#### Stored dataset items
= Beginning of Section =

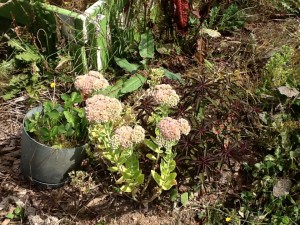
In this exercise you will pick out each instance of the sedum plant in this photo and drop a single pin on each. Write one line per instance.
(136, 144)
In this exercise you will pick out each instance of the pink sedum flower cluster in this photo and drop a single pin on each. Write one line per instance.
(90, 82)
(164, 94)
(171, 129)
(126, 136)
(100, 108)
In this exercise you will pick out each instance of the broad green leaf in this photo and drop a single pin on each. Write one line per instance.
(184, 198)
(10, 216)
(133, 83)
(146, 46)
(156, 177)
(210, 32)
(70, 118)
(270, 158)
(16, 44)
(76, 97)
(151, 157)
(150, 144)
(173, 195)
(54, 114)
(113, 91)
(113, 169)
(124, 64)
(126, 188)
(173, 76)
(29, 57)
(140, 179)
(65, 97)
(61, 129)
(54, 132)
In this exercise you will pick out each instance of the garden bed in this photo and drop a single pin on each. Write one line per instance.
(240, 60)
(80, 5)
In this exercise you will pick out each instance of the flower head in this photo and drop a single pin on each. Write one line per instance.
(185, 127)
(164, 94)
(138, 134)
(228, 219)
(89, 82)
(122, 137)
(52, 85)
(100, 108)
(169, 129)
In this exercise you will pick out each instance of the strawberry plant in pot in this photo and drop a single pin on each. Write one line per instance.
(53, 140)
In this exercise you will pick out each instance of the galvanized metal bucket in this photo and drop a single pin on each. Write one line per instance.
(45, 165)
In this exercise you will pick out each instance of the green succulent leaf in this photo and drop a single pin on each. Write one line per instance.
(133, 83)
(146, 47)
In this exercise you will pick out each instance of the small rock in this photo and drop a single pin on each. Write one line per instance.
(282, 187)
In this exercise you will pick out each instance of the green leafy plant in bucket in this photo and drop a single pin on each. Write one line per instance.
(59, 125)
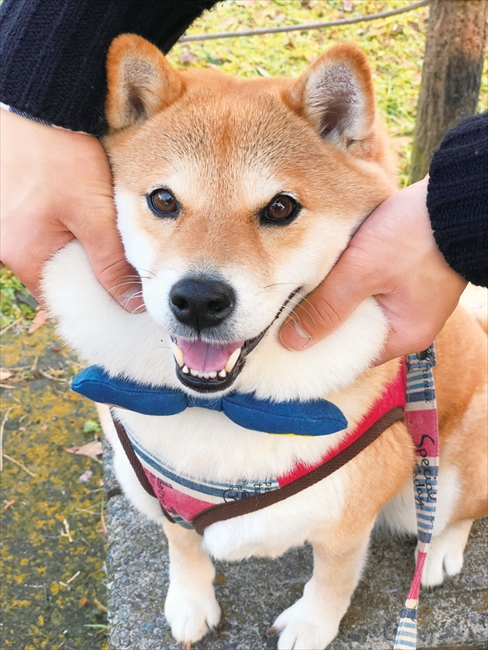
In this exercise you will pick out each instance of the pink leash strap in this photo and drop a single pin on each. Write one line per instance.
(421, 417)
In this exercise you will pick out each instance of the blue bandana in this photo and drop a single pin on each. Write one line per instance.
(313, 418)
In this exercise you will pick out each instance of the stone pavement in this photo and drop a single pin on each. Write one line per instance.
(254, 592)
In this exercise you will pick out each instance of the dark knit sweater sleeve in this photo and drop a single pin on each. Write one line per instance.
(457, 198)
(53, 52)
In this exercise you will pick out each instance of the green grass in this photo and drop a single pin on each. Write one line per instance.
(16, 303)
(394, 46)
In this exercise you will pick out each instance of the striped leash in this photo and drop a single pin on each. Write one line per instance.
(421, 417)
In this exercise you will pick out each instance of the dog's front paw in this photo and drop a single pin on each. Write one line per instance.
(301, 628)
(445, 557)
(191, 615)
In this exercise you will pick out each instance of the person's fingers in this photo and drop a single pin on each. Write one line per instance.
(102, 243)
(330, 304)
(57, 185)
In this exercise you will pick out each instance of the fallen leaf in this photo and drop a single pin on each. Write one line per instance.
(91, 449)
(5, 374)
(39, 320)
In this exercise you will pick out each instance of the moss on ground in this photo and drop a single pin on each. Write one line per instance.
(53, 532)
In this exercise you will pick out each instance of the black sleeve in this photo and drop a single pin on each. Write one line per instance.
(457, 198)
(53, 52)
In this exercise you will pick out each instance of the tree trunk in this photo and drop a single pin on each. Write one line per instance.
(451, 74)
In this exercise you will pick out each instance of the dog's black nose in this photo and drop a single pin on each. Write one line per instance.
(201, 303)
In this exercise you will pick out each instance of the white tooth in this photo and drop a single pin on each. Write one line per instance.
(232, 360)
(178, 354)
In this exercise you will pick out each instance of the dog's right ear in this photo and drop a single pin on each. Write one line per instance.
(140, 82)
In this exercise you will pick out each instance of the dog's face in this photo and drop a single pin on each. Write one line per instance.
(236, 197)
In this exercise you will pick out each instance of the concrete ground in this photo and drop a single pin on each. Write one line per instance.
(53, 532)
(253, 593)
(53, 545)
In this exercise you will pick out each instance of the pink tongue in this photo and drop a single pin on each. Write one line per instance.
(207, 357)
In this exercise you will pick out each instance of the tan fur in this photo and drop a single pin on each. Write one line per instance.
(204, 126)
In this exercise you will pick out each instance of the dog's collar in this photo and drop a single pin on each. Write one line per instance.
(312, 418)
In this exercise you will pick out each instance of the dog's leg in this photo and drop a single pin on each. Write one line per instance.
(445, 556)
(191, 607)
(313, 621)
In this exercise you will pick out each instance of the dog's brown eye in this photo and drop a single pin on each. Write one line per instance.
(281, 210)
(163, 203)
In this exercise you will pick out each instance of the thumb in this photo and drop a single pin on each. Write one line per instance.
(327, 306)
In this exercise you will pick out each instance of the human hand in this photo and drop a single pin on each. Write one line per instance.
(393, 257)
(57, 186)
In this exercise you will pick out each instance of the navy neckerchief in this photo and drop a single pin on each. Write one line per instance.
(313, 418)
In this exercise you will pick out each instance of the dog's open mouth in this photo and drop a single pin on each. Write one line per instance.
(210, 367)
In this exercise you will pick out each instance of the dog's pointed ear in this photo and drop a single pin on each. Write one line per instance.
(336, 95)
(140, 82)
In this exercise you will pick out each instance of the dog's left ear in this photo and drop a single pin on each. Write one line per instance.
(336, 95)
(140, 82)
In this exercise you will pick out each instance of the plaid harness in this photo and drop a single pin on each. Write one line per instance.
(196, 504)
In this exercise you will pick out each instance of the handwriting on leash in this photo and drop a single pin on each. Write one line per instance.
(425, 475)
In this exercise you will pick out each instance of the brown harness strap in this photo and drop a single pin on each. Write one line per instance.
(135, 462)
(224, 511)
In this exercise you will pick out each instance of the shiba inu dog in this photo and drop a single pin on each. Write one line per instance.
(234, 199)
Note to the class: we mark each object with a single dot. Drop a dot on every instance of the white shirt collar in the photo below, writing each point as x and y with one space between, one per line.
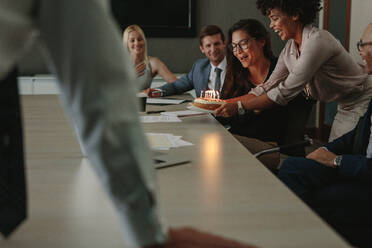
221 65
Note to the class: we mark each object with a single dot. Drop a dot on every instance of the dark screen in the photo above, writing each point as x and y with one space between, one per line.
158 18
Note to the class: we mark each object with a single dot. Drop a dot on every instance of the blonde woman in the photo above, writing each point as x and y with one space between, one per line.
146 66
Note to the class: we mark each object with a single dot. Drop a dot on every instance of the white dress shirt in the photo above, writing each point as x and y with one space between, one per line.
212 74
84 50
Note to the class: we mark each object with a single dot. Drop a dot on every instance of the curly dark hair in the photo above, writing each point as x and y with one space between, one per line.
306 9
237 77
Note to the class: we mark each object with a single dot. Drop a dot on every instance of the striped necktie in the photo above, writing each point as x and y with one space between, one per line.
217 83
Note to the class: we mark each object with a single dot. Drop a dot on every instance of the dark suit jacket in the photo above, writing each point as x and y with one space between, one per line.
196 79
353 146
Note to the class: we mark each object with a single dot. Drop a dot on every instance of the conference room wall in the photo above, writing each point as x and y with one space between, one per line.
180 53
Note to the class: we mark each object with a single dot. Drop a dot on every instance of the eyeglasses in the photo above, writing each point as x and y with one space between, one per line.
243 45
361 44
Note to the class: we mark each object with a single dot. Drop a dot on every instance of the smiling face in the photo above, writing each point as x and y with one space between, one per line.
136 43
285 26
253 52
213 47
366 50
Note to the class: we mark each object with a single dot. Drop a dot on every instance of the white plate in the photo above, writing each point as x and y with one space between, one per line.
193 107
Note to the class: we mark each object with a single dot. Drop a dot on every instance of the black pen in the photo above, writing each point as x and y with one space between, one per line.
155 112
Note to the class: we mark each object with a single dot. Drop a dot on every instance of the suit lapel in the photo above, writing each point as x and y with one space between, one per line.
366 129
205 76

= End of Section =

Before duplicating the entries above, strip out the pictures and keep the rest exact.

#### Answer to this exercise
In this exercise you will pick out each instance of the sedum plant in this photo and drop a single pin on each. Write one line per instance.
(136, 144)
In this exercise you will pick out each instance of the pink sedum flower cluster in this photo and drop a single pin on each. Write one line per instance.
(90, 82)
(164, 94)
(171, 129)
(126, 136)
(100, 108)
In this exercise you will pick out each instance of the broad green leaf in this photo and drop a single pin on each. Write one line per instance.
(184, 198)
(10, 216)
(133, 83)
(146, 46)
(156, 177)
(210, 32)
(70, 118)
(270, 158)
(16, 44)
(76, 97)
(151, 157)
(150, 144)
(173, 195)
(54, 114)
(113, 91)
(113, 169)
(124, 64)
(126, 188)
(173, 76)
(29, 57)
(140, 179)
(65, 97)
(61, 129)
(54, 132)
In this exercise you will pick out each instance of the garden bed in this photo and drop a single pin on each. Write one line per instance.
(240, 60)
(80, 5)
In this exercise you will pick out each instance of the flower head in this photo and drop a single pin on each. Write one line per instance.
(185, 127)
(164, 94)
(138, 134)
(228, 219)
(89, 82)
(122, 137)
(52, 85)
(100, 108)
(169, 129)
In this exercise you will pick out each instance of the strawberry plant in pot in this photo and drop a single pin on each. Write one line per instance.
(53, 140)
In this exercise you will pick out each instance of the galvanized metal bucket in this photo and drop a single pin on each. Write one line per instance.
(45, 165)
In this exercise you will pick out each instance of the green succulent leaf in this photo and drop a single pin on each. Write one line per instance.
(133, 83)
(146, 47)
In this exercise you will pick out each instance of the small rock in this photo and drop a single pin on each. Write one line per instance.
(282, 187)
In this exercise you will pick out each instance of the green leafy plant in bucket in this photo and drop a single pin on each. Write one line per instance.
(59, 125)
In this exercise you will pick out each instance of the pink leash strap in this photo and drop a single pin on each. Write one line per instance.
(421, 417)
In this exercise you will pick out each instance of the blue bandana in this photo and drop a single pin on each. Write one line per instance.
(313, 418)
In this exercise you will pick out each instance of the stone pavement in this photo and drop a single pin on each. Write one line per instance.
(254, 592)
In this exercise you will pick out each instance of the dark knit sweater sleeve in this photo and drop a single pin on each. Write one line per instance.
(457, 198)
(53, 52)
In this exercise you will pick out each instance of the green grass in this photo and drop a single pin on each. Write one line per instance.
(16, 303)
(394, 46)
In this exercise you will pick out each instance of the striped leash in this photo and drop a single pin on each. Write one line per instance.
(421, 417)
In this exercise you will pick out each instance of the dog's front paw in this photo and drop a single pin on each. Write one line per instance.
(301, 628)
(445, 557)
(191, 615)
In this exercise you will pick out each instance of the person's fingers in this photo and drop a single pin on each. Write one line per instance.
(102, 243)
(330, 304)
(57, 185)
In this exercise you will pick out each instance of the fallen leaf in this photo and drop a single pin on each. Write one line per instance.
(91, 449)
(5, 374)
(39, 320)
In this exercise you will pick out each instance of the moss on ground in this photo and drop a single pin on each. Write one line per instance.
(53, 532)
In this exercise you will pick out each instance of the black sleeve in this photo and drop a single pin on each. Write one line per instance.
(457, 198)
(53, 52)
In this exercise you will pick out each instance of the tree trunk in this photo and drop a single pin on each. Write one line per instance.
(451, 74)
In this exercise you will pick out each instance of the dog's black nose in this photo and drop a single pin on each. Write one line per instance.
(201, 303)
In this exercise you will pick out each instance of the white tooth in this photo and drop a single pin on each. Write one line per instance.
(232, 360)
(178, 354)
In this exercise you will pick out each instance of the dog's right ear in this photo and drop a single pin on each. Write one line per instance.
(140, 82)
In this exercise you will pick out each instance of the dog's face in this photo and drop a single pin on each. Write one line per instance.
(236, 197)
In this exercise you will pick out each instance of the concrete ground in this photo and drop a single pin on each. Write one line per instance.
(53, 532)
(253, 593)
(53, 545)
In this exercise you will pick out each instance of the pink tongue in this photo and drop a single pin on each. Write one line per instance.
(207, 357)
In this exercise you will pick out each instance of the tan fur in this photo and drop a single pin on each. Write one line per instance.
(204, 126)
In this exercise you will pick out each instance of the dog's collar in this photo and drop a single pin on each. Write one line per instance.
(312, 418)
In this exercise you will pick out each instance of the dog's leg in this photo and drop a single pin on each. Write one line per instance.
(445, 556)
(191, 607)
(313, 621)
In this exercise you will pick out each instance of the dog's brown eye in this photo and drop a single pin on each. Write one line per instance.
(281, 210)
(163, 203)
In this exercise you will pick out each instance of the thumb in this photo and drop a single pin on each. Write one line per instance.
(327, 306)
In this exercise you will pick out each instance of the human hand in this photo and drop a single pin on each. Write one line per instance.
(393, 257)
(57, 186)
In this exercise you will pick out each instance of the navy neckerchief in this photo and drop a single pin on each. Write one line per instance.
(313, 418)
In this exercise you will pick out each instance of the dog's open mouth in this photo and drop a single pin on each. Write one line per instance.
(210, 367)
In this exercise you will pick out each instance of the dog's pointed ear in this photo and drop a single pin on each. Write one line per instance.
(336, 95)
(140, 82)
In this exercise you will pick out each instance of the dog's left ear in this photo and drop a single pin on each. Write one line per instance.
(336, 95)
(140, 82)
In this exercise you will pick out each instance of the plaid harness in this photo and drop a single pin on each. Write one line per instance.
(196, 504)
In this exercise you will pick out each instance of the handwriting on leash in this photo and drop a single pin on each. Write one line per instance.
(425, 475)
In this exercise you will pick out each instance of the brown harness strap in this photo and drop a single pin on each. Write one line per instance.
(135, 462)
(224, 511)
In this exercise you will pick out each instance of the shiba inu dog in this photo and drop a single pin on each. Write one line per instance.
(234, 199)
Note to the class: we mark each object with a single dot. Drop a dot on every instance of the white shirt collar in the photo below, writing each point as x and y with one space between, one per line.
221 65
Note to the class: we mark each object with a single dot. Drop a dot on every instance of the dark screen in the photo above, writing each point as x and y with one space between, one per line.
158 18
Note to the class: we mark each object with a single dot. Drop a dot on every instance of the blonde woman in the photo above, writing each point as x and y with one space between, one per line.
146 66
Note to the class: we mark each object with a single dot. Drop a dot on every instance of the white dress shirt in the photo above, writing each point as x and y with one space between, one per line.
212 74
84 50
Note to the class: we mark each object with a single dot. Drop a dot on every instance of the curly dark hair in the photo above, writing each point as x and y with one space between, one per line.
306 9
237 77
Note to the class: we mark each object with a single dot. Drop a dot on every instance of the striped necktie in the photo above, writing each point as x and y with one space between, one per line.
217 83
Note to the class: we mark each object with a single dot. Drop a dot on every instance of the dark suit jacket in the photo above, writing each point as x and y with one space between, one per line.
196 79
353 146
Note to the class: we mark each object with a single dot. Drop a dot on every instance of the conference room wall in the photo above, writing each point as x and y with one space between, one per line.
180 53
Note to the class: we mark each object with a single dot. Drop a dot on every instance of the eyeglasses in the photo above, writing each point as x and y with one space between, one per line.
243 45
361 44
Note to the class: we mark each object with a single dot. Drop a dot on every instance of the smiling face in the photo above, writing each point as x and y with one space between, one per line.
136 43
285 26
253 52
213 47
366 50
Note to the class: we mark each object with a single dot. Drop a dot on every instance of the white plate in the photo above, writing each point as x and y with one space between, one per line.
193 107
Note to the class: we mark each object with a single dot. Drop a dot on every instance of the black pen in the photo above, writing each point as x and y with one space between, one per line.
155 112
Note to the class: we mark each object with a single dot. Drop a dot on every instance of the suit lapel in the photo above, writing each point as x and y with one space between, one per line.
366 129
205 76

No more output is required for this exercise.